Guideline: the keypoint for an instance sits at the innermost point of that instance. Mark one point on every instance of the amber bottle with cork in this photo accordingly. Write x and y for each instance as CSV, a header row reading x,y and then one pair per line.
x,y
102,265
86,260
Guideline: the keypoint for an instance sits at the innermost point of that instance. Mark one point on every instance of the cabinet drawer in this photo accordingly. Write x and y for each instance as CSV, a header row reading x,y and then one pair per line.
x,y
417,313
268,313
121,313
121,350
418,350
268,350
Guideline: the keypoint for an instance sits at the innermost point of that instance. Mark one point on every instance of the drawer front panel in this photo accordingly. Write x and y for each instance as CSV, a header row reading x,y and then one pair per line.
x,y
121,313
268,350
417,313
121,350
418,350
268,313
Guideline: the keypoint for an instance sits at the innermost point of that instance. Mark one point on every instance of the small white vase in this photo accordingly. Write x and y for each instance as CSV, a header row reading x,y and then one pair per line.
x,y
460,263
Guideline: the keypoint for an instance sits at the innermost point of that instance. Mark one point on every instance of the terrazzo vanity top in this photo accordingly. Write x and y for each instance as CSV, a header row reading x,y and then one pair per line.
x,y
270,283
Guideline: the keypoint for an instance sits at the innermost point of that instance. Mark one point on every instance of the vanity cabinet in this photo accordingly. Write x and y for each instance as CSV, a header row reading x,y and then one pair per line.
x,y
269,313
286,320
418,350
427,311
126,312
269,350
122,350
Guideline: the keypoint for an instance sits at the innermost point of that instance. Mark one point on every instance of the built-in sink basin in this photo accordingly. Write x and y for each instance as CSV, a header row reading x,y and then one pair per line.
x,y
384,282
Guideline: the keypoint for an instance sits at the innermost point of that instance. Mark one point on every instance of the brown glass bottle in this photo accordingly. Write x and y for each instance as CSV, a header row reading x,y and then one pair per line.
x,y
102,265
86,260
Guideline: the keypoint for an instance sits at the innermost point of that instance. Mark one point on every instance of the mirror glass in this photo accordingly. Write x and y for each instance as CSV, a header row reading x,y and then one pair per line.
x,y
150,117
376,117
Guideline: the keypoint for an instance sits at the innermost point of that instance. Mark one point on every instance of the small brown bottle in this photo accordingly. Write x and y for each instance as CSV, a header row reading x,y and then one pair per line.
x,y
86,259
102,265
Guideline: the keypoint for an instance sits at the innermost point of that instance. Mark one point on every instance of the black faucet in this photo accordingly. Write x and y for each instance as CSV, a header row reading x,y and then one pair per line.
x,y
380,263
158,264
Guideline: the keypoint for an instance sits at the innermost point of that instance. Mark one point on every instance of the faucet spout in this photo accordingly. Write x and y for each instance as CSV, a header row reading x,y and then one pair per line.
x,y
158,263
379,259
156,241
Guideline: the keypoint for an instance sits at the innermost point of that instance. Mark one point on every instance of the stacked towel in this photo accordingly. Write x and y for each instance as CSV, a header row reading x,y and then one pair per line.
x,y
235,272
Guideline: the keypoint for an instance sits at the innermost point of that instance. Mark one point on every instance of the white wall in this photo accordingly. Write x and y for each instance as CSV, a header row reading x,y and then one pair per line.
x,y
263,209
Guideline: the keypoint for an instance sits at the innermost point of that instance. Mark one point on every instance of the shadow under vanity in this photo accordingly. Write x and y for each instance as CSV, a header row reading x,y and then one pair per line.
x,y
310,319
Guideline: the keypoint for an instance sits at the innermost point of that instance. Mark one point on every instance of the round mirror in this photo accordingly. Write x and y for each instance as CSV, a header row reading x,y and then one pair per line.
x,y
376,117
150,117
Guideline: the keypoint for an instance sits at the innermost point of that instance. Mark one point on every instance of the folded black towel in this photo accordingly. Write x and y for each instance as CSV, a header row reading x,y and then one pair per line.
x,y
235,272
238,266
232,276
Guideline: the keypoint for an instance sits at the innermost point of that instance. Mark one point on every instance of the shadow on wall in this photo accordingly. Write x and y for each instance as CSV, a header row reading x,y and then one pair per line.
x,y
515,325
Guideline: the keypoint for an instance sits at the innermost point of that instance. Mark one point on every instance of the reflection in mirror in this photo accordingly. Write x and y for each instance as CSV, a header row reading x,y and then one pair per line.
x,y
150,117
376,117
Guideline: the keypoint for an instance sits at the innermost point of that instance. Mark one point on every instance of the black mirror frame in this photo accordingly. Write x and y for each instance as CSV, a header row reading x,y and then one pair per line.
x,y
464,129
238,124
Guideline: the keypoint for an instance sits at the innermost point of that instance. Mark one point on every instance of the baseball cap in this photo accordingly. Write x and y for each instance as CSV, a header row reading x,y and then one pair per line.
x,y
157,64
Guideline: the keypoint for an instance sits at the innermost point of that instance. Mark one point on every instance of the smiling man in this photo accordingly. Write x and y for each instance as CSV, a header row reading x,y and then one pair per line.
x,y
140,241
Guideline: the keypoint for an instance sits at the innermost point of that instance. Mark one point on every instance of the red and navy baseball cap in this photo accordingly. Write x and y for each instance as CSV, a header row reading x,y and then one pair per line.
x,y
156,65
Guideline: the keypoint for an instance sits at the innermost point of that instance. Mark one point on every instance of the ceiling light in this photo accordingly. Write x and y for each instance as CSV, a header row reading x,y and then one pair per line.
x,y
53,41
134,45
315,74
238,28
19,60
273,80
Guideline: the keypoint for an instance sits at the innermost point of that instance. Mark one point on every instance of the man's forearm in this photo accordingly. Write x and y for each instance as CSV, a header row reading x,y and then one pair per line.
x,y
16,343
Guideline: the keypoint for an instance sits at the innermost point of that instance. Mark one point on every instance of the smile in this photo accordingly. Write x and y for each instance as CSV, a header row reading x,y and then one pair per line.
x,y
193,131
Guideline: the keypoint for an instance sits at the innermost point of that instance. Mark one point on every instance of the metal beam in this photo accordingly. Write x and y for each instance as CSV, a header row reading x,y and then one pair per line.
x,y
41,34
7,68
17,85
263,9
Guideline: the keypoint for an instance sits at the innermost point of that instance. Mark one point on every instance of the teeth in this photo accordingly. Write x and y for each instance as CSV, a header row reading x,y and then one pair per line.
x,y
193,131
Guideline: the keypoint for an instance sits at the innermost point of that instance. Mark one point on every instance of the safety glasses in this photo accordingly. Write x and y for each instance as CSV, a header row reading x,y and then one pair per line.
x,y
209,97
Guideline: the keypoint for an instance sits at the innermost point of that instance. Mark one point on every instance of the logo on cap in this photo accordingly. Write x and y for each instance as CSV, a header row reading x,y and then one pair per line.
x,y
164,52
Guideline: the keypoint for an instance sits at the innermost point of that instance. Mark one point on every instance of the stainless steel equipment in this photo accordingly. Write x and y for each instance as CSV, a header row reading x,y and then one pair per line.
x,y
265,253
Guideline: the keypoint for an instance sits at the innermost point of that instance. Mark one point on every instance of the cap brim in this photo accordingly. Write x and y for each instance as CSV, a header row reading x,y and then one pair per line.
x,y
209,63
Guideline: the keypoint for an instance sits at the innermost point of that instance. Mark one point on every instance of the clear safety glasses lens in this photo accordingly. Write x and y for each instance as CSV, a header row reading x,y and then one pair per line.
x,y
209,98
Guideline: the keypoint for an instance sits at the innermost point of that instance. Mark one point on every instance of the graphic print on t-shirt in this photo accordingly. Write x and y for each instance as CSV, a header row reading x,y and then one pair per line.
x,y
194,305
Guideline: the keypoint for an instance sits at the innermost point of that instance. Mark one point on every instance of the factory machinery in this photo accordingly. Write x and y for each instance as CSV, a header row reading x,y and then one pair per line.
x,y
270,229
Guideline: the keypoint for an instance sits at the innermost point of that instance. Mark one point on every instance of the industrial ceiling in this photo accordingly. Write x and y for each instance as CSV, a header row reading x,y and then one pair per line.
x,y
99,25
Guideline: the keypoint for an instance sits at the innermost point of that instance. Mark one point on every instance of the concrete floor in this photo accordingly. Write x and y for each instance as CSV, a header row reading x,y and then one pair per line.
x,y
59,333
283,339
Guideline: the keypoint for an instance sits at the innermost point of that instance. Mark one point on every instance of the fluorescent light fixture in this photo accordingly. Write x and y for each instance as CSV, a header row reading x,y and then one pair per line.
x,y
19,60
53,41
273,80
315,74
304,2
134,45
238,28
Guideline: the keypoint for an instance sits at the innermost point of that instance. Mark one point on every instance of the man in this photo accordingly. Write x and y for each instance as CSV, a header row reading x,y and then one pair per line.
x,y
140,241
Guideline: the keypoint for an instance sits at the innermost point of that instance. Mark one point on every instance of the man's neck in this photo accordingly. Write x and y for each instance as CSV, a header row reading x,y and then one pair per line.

### Task brief
Your output should be the lines from the one with "of the fluorescent" through the end of the records above, copied exactly.

### Answer for the task
Guideline: the keypoint for an instance sits at the innermost point of that instance. Mark one point on every instance of the fluorescent light fixture in this photo accordingly. Write x and y for each instance as CSV, a header row reading x,y and then one pair per line.
x,y
19,60
53,41
273,80
315,74
304,2
134,45
238,28
Guideline: the keypoint for an instance sits at the innermost point of that instance. Mark one point on every instance of the man in this photo accordingly. Write x and y for each instance as CSV, a header row reading x,y and then one pair per line.
x,y
140,241
Guideline: the keypoint for an instance sits at the innermost point of that instance. Mark one point on every instance of the man's neck in this photo accordingly. Write x and y for each instance as CSV, a header row reading x,y and then one pair per line.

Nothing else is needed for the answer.